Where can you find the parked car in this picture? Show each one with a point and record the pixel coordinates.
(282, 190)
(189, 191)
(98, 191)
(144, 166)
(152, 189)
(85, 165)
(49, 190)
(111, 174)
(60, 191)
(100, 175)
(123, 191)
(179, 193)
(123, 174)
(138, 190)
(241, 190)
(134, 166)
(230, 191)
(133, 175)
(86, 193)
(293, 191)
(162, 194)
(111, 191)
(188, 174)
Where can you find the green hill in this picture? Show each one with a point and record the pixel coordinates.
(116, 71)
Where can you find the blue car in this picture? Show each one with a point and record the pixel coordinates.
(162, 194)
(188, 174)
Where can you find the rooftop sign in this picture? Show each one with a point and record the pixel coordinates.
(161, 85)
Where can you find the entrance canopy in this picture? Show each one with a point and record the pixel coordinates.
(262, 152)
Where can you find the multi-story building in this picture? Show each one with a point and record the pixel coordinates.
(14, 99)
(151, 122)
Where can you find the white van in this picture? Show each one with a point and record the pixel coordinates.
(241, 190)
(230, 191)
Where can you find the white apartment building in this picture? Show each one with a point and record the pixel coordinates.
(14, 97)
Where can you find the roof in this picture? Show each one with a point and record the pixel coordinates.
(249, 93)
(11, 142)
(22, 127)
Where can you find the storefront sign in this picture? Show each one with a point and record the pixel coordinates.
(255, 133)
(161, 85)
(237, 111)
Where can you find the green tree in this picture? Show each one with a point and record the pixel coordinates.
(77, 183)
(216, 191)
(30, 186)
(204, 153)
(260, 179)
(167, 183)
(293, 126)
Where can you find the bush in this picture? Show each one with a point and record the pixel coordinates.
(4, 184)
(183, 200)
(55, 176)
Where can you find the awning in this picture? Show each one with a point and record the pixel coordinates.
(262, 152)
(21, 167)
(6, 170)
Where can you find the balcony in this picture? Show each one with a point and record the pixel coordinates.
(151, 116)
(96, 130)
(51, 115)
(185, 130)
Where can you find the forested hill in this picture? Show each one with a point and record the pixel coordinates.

PROBLEM TO WORK ON -
Please give the lines of the listing above as a numbered list, starting at the line that contains "Where can you find the balcony" and ending with the last line of the listing. Leave out any blank lines.

FINAL RESULT -
1. Where can you find the balcony in this picture? Show each one with a point and record the pixel coordinates.
2. (151, 116)
3. (96, 130)
4. (51, 115)
5. (185, 130)
6. Where can you find the forested hill in this picture? Show each one with a point and record the pixel coordinates.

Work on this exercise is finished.